**Exercise prompt:**
Reproduce each line of the material exactly, minus any picture.

==================================================

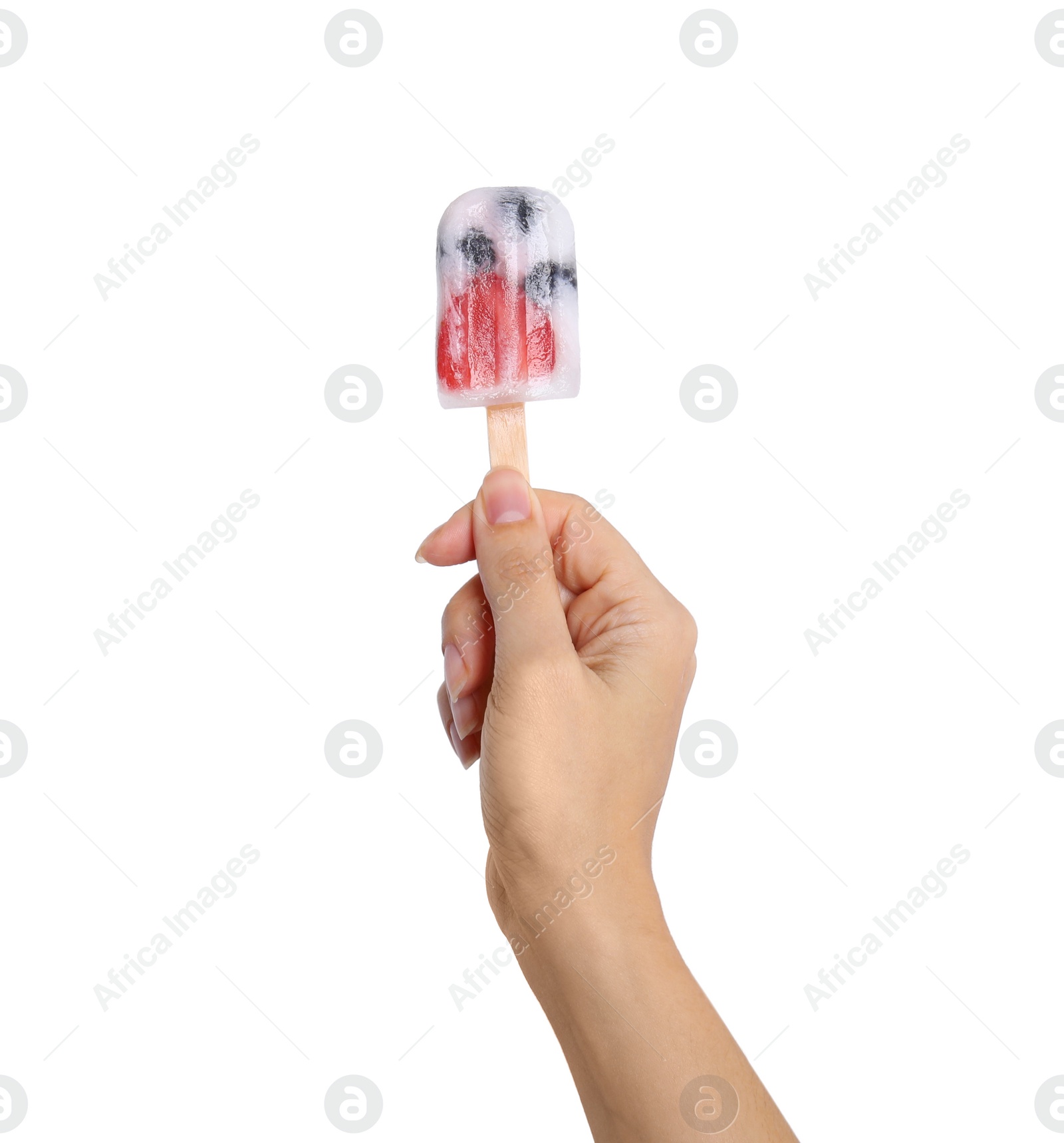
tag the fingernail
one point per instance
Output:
(454, 671)
(464, 713)
(505, 496)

==================================================

**Result:**
tag the fingernail
one point per instance
Output:
(454, 671)
(464, 713)
(505, 496)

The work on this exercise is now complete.